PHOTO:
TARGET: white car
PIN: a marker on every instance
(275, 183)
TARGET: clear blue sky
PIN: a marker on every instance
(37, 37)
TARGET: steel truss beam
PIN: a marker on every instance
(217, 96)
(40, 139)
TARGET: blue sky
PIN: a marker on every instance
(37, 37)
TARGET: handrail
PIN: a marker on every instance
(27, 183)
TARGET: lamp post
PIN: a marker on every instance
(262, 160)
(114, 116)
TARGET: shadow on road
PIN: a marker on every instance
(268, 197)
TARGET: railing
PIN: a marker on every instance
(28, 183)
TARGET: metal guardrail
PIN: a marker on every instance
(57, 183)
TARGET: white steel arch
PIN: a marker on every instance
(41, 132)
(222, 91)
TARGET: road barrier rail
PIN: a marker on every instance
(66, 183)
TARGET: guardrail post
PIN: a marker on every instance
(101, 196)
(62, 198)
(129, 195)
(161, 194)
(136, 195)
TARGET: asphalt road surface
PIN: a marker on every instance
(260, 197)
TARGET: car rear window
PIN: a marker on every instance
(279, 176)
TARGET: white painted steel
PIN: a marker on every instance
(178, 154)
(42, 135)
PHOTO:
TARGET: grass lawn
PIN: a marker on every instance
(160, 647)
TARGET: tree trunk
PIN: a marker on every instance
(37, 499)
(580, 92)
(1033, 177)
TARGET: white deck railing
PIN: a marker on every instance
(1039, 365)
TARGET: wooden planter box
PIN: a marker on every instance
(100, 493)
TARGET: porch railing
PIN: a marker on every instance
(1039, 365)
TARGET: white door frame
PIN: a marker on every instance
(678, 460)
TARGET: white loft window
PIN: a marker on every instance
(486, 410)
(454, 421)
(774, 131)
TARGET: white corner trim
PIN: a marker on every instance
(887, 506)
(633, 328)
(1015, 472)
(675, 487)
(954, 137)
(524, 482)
# # # # # # #
■ Your instructions:
Convert all of the data into a two-column CSV with the header row "request,answer". Give each request its own row, putting the request text under request and its answer under answer. Quote every field and turn any line breaks into spaces.

■ Completed task:
request,answer
"PHOTO: TARGET: white car PIN: a marker on every instance","(275, 183)"
"TARGET: clear blue sky PIN: a marker on every instance","(37, 37)"
"TARGET: steel truss beam PIN: a marker on every instance","(217, 96) (40, 139)"
"TARGET: blue sky PIN: a marker on every instance","(37, 37)"
"TARGET: handrail PIN: a marker on every instance","(27, 183)"
"TARGET: lamp post PIN: a marker on every instance","(262, 160) (114, 116)"
"TARGET: shadow on road PIN: a marker on every instance","(268, 197)"
"TARGET: railing PIN: a marker on every instance","(28, 183)"
"TARGET: metal guardrail PIN: a marker on every instance","(57, 183)"
"TARGET: white steel arch PIN: a marker on every instance","(41, 132) (222, 91)"
"TARGET: road barrier rail PIN: a marker on every instance","(66, 183)"
"TARGET: guardrail post PIN: a marker on every instance","(101, 196) (62, 198) (129, 195) (161, 194) (136, 195)"
"TARGET: asphalt road surface PIN: a marker on every instance","(260, 197)"
"TARGET: car rear window PIN: a marker on every instance","(279, 176)"
"TARGET: white painted steel PIN: a marker on every instance","(178, 154) (42, 135)"
"PHOTO: TARGET: grass lawn PIN: a marker on every instance","(160, 647)"
"TARGET: tree trunk PIN: a marker on every instance","(37, 499) (580, 92) (1033, 177)"
"TARGET: white deck railing PIN: a marker on every instance","(1039, 365)"
"TARGET: wooden planter box PIN: a marker on every instance","(100, 493)"
"TARGET: porch railing PIN: a marker on every instance","(1039, 365)"
"TARGET: white door frame PIN: a marker on every instance","(678, 460)"
"TARGET: white loft window PIN: a marker on every instance","(486, 410) (454, 421) (774, 131)"
"TARGET: white corner trim PIN: a marker on every instance","(887, 506) (633, 328) (1015, 472) (675, 487) (954, 137) (524, 482)"